**Instrucciones de trabajo:**
A - Indica si cada afirmación coincide con el fragmento sobre arte simbiótico, respondiendo sí o no y citando literalmente las palabras que lo deciden: (i) En 2001, el ordenador Hal 2000 se vuelve loco. (ii) Nam June Paik es un artista y compositor japonés. (iii) La trilogía Materia oscura es obra de Robert Wilson.
B - Por favor, transcribe del fragmento sobre arte simbiótico el pasaje que va desde «Artes visuales: el» hasta «el gnosticismo, etcétera.», incluidas ambas.
C - Prolonga el fragmento sobre arte simbiótico a partir de su última oración.

======== Fragmento de texto ========

Propongo, para terminar, una breve lista de obras de arte simbiótico. En casi todas ellas aparecen combinados los cuatro elementos, el natural, cultural, psicológico y mecánico o, por decirlo de otra forma, la naturaleza, la cultura, la mente y las máquinas; o, por decirlo de otra forma, la realidad física, las creaciones culturales, la realidad interior y las creaciones mecánicas: la flor, el libro, el ángel y el ordenador.

Un importante precedente cinematográfico: 2001 de Kubrick-Clarke, donde la evolución de las especies se relaciona con la presencia en nuestro planeta de máquinas extraterrestres, y donde el tema de la máquina autoconsciente (el ordenador Hal 2000, que se vuelve loco) se combina con el del viaje por el interior de la conciencia, y las máquinas, la ciencia, y la exploración interior postulan un casi inconcebible estado superior de la evolución.

Teatro: The day before, de Robert Wilson, por ejemplo en la última escena, donde la máquina humana (máquina de los recuerdos, cine) se combina con la naturaleza (imágenes del mar), el ángel, que es quizá un ángel andrógino (además del texto sobre la reunión de opuestos, Shiva y Shakti), el arte (el viejo actor de Chéjov, los zapatos de Magritte), la historia (la bomba atómica), etcétera.

Manga: Ghost in the Shell, donde el sistema de información se hace autoconsciente y el cyborg, el ser que es en parte humano y en parte máquina, descubre al ángel en el interior de su conciencia a través de un éxtasis de conciencia ampliada.

Artes visuales: el «Jardín de televisiones», por citar sólo una obra de Nam June Paik, artista y compositor coreano, donde la naturaleza y la máquina se unen en un jardín que es ya lo que Lezama llamaba «sobrenaturaleza», lo que Lyotard llama la «segunda corteza».

Literatura «infantil»: la trilogía Materia oscura, de Philip Pullman, donde se combinan los animales inteligentes (el país de los osos polares), con el clan de las brujas del norte, la máquina inteligente (la «brújula dorada»), los ángeles, la física cuántica, la antropología, la teoría de los universos paralelos, el gnosticismo, etcétera.

======== Datos extraídos ========

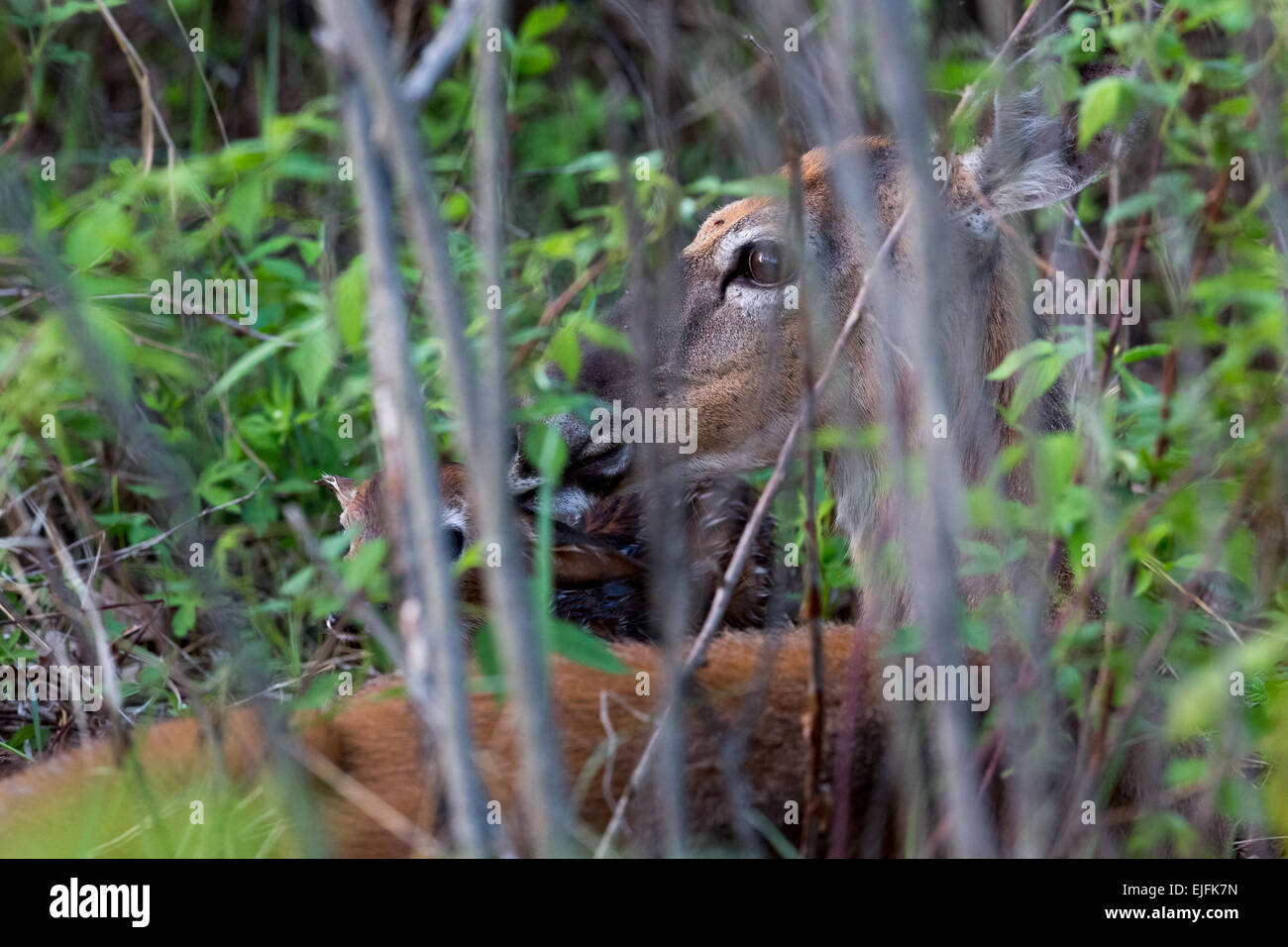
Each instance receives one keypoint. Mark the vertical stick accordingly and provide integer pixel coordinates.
(482, 423)
(428, 615)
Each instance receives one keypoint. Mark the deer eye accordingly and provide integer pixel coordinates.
(455, 543)
(765, 263)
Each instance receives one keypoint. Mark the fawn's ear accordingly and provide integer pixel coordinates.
(1033, 158)
(581, 561)
(343, 487)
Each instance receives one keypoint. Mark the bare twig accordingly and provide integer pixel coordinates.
(428, 613)
(483, 428)
(437, 56)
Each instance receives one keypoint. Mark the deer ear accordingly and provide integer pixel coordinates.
(343, 487)
(1033, 158)
(589, 564)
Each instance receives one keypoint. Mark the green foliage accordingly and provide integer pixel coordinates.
(1154, 480)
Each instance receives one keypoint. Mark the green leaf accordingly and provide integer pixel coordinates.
(1102, 102)
(244, 365)
(576, 643)
(312, 359)
(535, 59)
(351, 302)
(184, 617)
(1020, 357)
(541, 21)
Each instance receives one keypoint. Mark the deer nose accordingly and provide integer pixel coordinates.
(597, 468)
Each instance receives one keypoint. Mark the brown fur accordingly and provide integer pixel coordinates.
(375, 738)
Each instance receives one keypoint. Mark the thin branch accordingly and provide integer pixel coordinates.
(482, 424)
(437, 56)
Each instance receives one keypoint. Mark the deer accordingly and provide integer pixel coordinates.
(599, 561)
(751, 688)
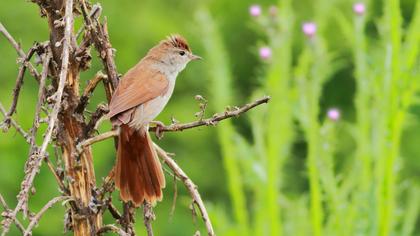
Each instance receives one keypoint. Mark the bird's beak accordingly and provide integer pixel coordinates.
(195, 57)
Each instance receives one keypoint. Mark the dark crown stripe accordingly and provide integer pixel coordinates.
(179, 42)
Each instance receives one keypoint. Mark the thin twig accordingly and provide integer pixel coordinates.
(29, 178)
(149, 216)
(179, 127)
(19, 83)
(214, 119)
(41, 97)
(37, 217)
(19, 50)
(94, 13)
(111, 228)
(88, 91)
(98, 138)
(18, 128)
(103, 46)
(192, 188)
(6, 211)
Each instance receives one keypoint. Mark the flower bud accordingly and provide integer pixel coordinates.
(255, 10)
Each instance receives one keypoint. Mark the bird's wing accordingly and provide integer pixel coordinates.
(137, 87)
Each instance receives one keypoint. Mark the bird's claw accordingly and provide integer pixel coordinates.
(158, 126)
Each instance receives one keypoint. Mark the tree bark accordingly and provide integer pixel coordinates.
(78, 167)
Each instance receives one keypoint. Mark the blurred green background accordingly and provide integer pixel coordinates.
(291, 167)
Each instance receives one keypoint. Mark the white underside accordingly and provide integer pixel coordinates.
(148, 111)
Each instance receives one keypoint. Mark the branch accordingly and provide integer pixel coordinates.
(149, 216)
(14, 124)
(84, 99)
(7, 216)
(100, 38)
(35, 165)
(19, 50)
(98, 138)
(41, 97)
(213, 120)
(19, 83)
(38, 216)
(192, 188)
(180, 127)
(111, 228)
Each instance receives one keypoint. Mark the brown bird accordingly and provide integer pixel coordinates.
(140, 96)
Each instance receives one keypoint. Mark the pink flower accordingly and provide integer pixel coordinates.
(309, 29)
(255, 10)
(273, 10)
(359, 8)
(265, 53)
(333, 114)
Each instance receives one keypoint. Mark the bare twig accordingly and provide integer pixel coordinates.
(100, 38)
(19, 50)
(111, 228)
(41, 97)
(18, 128)
(179, 127)
(94, 13)
(149, 216)
(34, 167)
(192, 188)
(6, 212)
(88, 91)
(19, 83)
(213, 120)
(128, 218)
(37, 217)
(98, 138)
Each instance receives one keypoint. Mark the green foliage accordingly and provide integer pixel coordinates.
(284, 168)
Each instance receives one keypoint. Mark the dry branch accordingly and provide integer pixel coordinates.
(19, 50)
(149, 216)
(6, 215)
(61, 59)
(235, 112)
(18, 128)
(192, 188)
(84, 99)
(37, 217)
(111, 228)
(37, 160)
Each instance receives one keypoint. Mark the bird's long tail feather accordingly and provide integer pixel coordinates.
(138, 173)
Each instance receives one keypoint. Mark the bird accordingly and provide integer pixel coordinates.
(142, 93)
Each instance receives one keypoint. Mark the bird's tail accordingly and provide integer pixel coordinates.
(138, 173)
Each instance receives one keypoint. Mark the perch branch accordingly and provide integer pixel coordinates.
(18, 128)
(41, 97)
(214, 119)
(100, 38)
(37, 217)
(98, 138)
(84, 99)
(19, 50)
(179, 127)
(19, 83)
(34, 167)
(6, 210)
(111, 228)
(149, 216)
(192, 188)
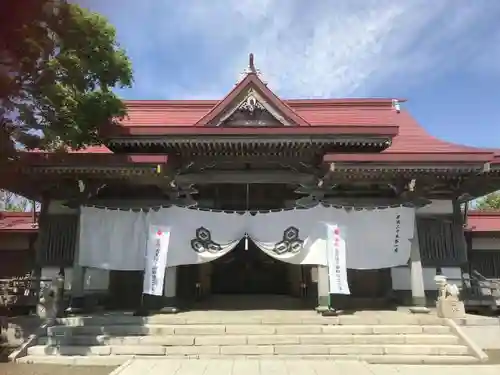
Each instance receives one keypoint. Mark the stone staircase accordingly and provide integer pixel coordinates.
(376, 337)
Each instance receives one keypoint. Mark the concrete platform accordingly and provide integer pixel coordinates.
(288, 367)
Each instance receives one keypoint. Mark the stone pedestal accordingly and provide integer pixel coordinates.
(448, 304)
(450, 308)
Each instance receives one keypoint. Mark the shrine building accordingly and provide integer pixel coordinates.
(252, 151)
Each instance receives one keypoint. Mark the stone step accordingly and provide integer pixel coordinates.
(116, 360)
(244, 319)
(219, 329)
(276, 339)
(250, 350)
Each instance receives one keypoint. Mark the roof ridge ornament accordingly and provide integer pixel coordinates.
(396, 105)
(251, 69)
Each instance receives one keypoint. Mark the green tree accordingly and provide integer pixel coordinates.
(489, 202)
(58, 65)
(13, 203)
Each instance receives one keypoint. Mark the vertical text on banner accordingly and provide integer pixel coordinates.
(156, 260)
(337, 262)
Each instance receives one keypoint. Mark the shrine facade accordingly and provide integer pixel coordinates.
(254, 152)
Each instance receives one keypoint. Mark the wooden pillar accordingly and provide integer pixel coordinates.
(323, 292)
(77, 297)
(37, 269)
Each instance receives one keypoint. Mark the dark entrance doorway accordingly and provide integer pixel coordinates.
(249, 272)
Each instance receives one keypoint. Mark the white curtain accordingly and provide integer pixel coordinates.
(199, 236)
(294, 236)
(375, 239)
(112, 239)
(116, 240)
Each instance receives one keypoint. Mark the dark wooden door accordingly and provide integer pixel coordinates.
(249, 272)
(125, 289)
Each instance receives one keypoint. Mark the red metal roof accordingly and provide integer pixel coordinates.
(374, 116)
(17, 222)
(484, 221)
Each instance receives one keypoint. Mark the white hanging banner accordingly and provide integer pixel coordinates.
(199, 236)
(156, 260)
(379, 238)
(337, 263)
(293, 236)
(112, 239)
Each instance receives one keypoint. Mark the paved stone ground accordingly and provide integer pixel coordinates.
(43, 369)
(289, 367)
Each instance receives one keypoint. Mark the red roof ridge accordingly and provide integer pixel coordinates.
(486, 212)
(251, 79)
(290, 102)
(412, 132)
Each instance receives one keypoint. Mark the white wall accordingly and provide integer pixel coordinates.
(57, 207)
(15, 241)
(485, 243)
(437, 207)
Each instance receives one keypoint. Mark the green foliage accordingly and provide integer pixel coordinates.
(13, 203)
(489, 202)
(58, 65)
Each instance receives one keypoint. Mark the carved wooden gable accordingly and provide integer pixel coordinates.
(252, 110)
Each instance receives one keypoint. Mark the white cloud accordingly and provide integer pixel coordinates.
(318, 48)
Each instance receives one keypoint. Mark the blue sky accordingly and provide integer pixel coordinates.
(442, 55)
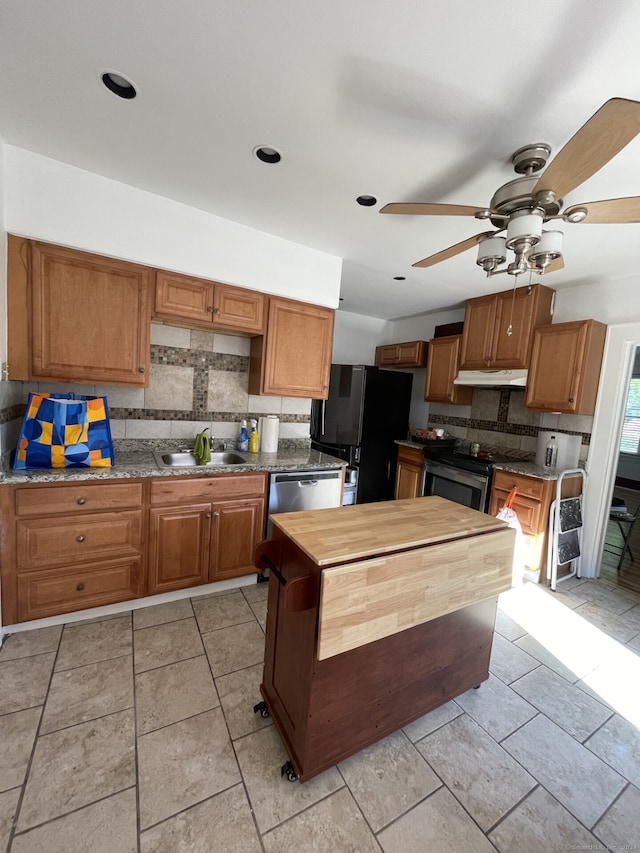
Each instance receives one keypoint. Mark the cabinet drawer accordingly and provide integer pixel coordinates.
(50, 593)
(170, 490)
(77, 497)
(531, 487)
(58, 541)
(528, 510)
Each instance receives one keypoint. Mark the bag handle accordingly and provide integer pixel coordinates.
(511, 497)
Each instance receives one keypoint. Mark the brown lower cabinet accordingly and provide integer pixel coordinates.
(72, 546)
(410, 472)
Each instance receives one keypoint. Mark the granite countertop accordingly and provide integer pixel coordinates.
(515, 466)
(528, 468)
(140, 463)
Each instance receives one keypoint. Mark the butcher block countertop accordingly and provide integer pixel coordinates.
(330, 536)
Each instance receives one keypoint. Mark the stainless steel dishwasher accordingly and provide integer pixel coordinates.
(297, 490)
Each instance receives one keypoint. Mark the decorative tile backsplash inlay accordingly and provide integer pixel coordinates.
(497, 420)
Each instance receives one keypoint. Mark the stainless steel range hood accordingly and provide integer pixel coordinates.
(492, 378)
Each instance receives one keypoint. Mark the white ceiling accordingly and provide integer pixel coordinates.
(416, 100)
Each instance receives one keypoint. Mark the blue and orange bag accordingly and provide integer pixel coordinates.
(65, 431)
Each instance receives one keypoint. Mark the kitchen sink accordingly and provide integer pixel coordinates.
(185, 459)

========

**Respuestas por tarea:**
A -
(i) Sí: «el ordenador Hal 2000, que se vuelve loco».
(ii) No: «artista y compositor coreano».
(iii) No: «la trilogía Materia oscura, de Philip Pullman».

B -
Artes visuales: el «Jardín de televisiones», por citar sólo una obra de Nam June Paik, artista y compositor coreano, donde la naturaleza y la máquina se unen en un jardín que es ya lo que Lezama llamaba «sobrenaturaleza», lo que Lyotard llama la «segunda corteza».

Literatura «infantil»: la trilogía Materia oscura, de Philip Pullman, donde se combinan los animales inteligentes (el país de los osos polares), con el clan de las brujas del norte, la máquina inteligente (la «brújula dorada»), los ángeles, la física cuántica, la antropología, la teoría de los universos paralelos, el gnosticismo, etcétera.

C -
Literatura: Masón & Dixon, de Thomas Pynchon, donde la máquina se hace humana (el pato robot, el perro automático, los relojes que hablan, una máquina que es un país en el proceso de hacerse autoconsciente), y donde la ciencia de los topógrafos se une con la magia de los indios americanos y las voces de los habitantes del interior de la tierra (la voz de Gaia).

Ciencia-ficción: Vurt, donde Jeff Noon crea un mundo compuesto a partes iguales por la opresiva tecnología propia del ciberpunk, los sueños (el universo onírico de Vurt, que crea una realidad paralela), y donde hay seres humanos que son mitad animales (los perros hombres), mitad espíritus (las sombras), mitad muertos (los zombies), mitad máquinas (los robots), además de seres humanos «puros», los más raros.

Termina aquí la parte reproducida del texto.